■ Exercise: Copy out the records below word for word, leaving out the pictures.

■ Items:
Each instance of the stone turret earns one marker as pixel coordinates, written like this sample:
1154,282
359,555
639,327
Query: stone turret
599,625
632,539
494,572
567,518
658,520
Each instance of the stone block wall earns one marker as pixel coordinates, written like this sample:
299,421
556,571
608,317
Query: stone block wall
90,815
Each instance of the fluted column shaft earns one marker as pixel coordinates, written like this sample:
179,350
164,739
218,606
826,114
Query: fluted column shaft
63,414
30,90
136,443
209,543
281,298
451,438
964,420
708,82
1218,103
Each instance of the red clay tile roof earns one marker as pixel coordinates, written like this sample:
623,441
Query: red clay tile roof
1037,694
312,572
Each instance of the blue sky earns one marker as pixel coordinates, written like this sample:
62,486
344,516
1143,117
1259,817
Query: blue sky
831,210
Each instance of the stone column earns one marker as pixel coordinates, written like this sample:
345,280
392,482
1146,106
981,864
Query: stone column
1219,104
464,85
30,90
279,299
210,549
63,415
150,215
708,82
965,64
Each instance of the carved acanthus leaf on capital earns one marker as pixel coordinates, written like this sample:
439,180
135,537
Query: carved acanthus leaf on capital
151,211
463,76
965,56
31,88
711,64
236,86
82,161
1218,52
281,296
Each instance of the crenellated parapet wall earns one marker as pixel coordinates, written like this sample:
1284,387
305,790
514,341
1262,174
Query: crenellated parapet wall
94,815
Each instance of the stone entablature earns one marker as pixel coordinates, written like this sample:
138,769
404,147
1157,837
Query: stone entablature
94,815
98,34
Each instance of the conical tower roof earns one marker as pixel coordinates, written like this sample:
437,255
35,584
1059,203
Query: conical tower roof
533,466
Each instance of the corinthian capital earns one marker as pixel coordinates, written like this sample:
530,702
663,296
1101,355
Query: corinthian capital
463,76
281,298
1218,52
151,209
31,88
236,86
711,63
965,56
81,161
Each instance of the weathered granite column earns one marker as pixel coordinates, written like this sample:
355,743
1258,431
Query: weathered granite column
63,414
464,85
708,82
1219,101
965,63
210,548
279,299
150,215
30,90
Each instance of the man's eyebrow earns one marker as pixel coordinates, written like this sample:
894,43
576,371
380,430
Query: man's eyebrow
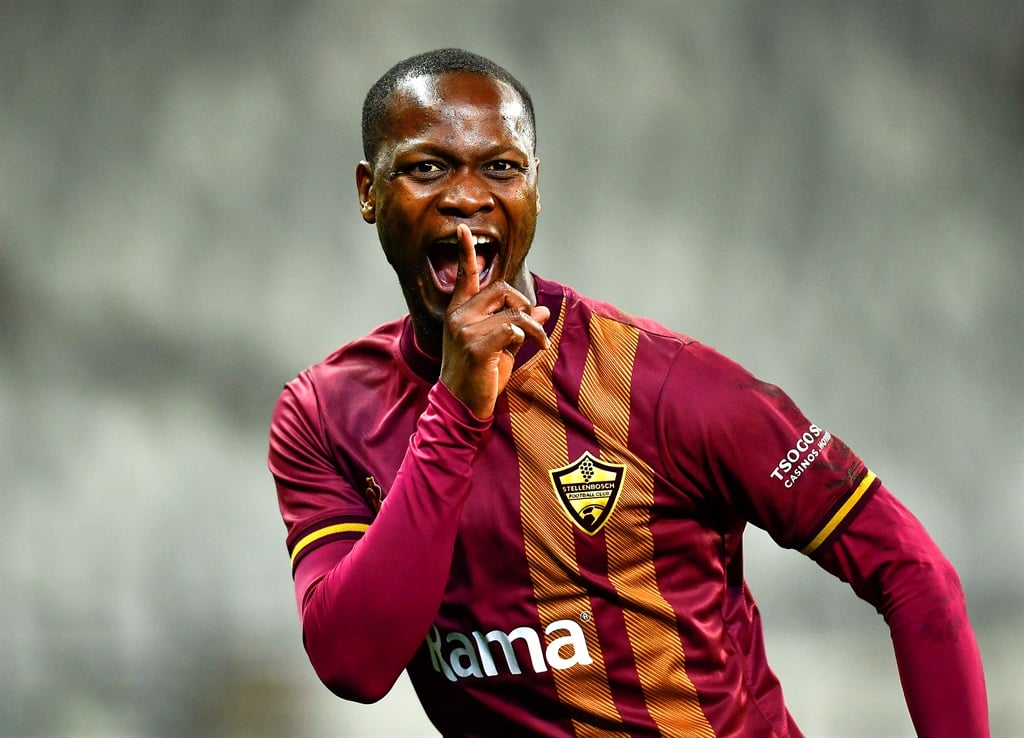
413,147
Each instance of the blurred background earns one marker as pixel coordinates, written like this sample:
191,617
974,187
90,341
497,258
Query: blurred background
830,192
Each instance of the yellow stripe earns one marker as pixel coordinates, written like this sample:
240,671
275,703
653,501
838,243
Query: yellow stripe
840,514
329,530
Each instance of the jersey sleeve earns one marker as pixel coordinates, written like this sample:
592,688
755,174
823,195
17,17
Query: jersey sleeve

■ Solution to this problem:
Each instance of the stone turret earns one marker as pixel coordinates, written like this sample:
1154,282
359,555
639,327
Query: stone turret
599,625
632,539
494,572
567,518
658,520
Each instance of the stone block wall earns one marker as pixel coordinates, written like this sample:
299,421
556,571
608,317
Query: stone block wall
90,815
Each instance of the fluted column shaft earns one marker as pixel coordinates, written like this sample:
179,350
164,739
218,606
826,114
Query: fluted column shaft
63,414
30,90
136,443
209,543
281,298
451,438
964,420
708,82
1218,103
Each instance of the red clay tile roof earns one marker as pixel coordinates, written like this sample:
623,441
Query: red clay tile roof
1037,694
312,572
Each instance of the blue sky earns one marker as pixel coordinates, written like this sample:
62,486
344,516
1143,117
1259,817
Query: blue sky
831,210
Each instance of the stone column earns one marker as pixel coordinates, written like this sample:
345,280
392,482
1146,106
981,864
Query: stone column
1219,104
464,85
30,90
279,299
210,549
63,415
150,215
708,82
965,64
Each instance of the carved acanthus leaf on capital earns one marker as pixel coordinates, written like this sample:
439,180
135,537
Query: carved acanthus leaf on capital
151,211
463,76
965,56
31,88
711,64
236,86
82,161
1218,52
281,296
Each instance of the crenellated parapet wall earns one marker as pixel coordinates, written like this sample:
1284,387
305,790
514,341
1262,174
Query: crenellated parapet wall
94,815
Each instance of the stone entablature earns one marker as pixel coordinates, written like this sample:
138,769
404,147
1157,837
Query: stone entablature
94,815
98,34
Each instance of the conical tower roof earns one marker as pixel coordinates, written like this sample:
437,255
35,584
1059,203
Query: conical tower roof
533,466
Each instance of the corinthian capital earns one marker as pixel coordinates, written like this sample:
530,702
663,296
1101,355
Query: corinthian capital
463,76
281,298
1218,52
151,209
31,88
236,86
711,63
965,56
81,161
Each instance of the weathered granite column earns one marker as pixel coordinates, written like this sample:
355,743
1258,431
Query: weathered granite column
63,414
464,85
708,82
1219,101
965,63
210,548
279,299
150,215
30,90
Each instance of the man's eyebrow earns one marker as pixel coordinates, written like this sample:
894,43
576,371
380,430
Query: man's eyebrow
413,147
Each instance of the blurred background earns one marker as pixel coordinates, written like this sample:
191,617
974,187
90,341
497,258
Query: blurred background
830,192
Each instance of the yellow stripe earns one marker as pixel coordinates, written like this sample:
240,671
275,703
653,501
838,243
Query: yellow stripe
840,514
329,530
Each instance of the jersey sleeve earns one marker as pixel coordinates, written like this sample:
592,688
755,174
823,195
17,17
Query: jersey sleeve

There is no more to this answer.